WHAT IS ASKED:
Quote the entries in full, character for character, without their images.

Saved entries
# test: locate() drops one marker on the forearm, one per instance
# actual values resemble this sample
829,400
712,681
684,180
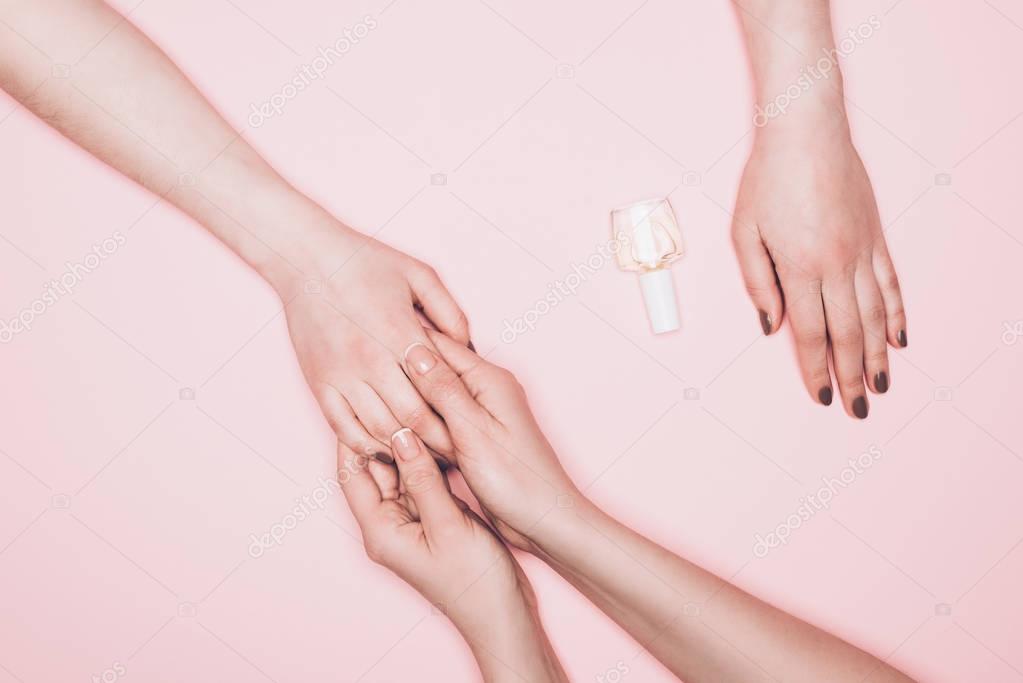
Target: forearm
795,62
700,627
514,647
125,101
503,630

FINAL ANSWER:
# test: locate() drops one marker on the forearm, one per instance
# actual values resemble this sample
829,400
712,681
684,180
Target: forearm
795,62
700,627
514,647
125,101
503,630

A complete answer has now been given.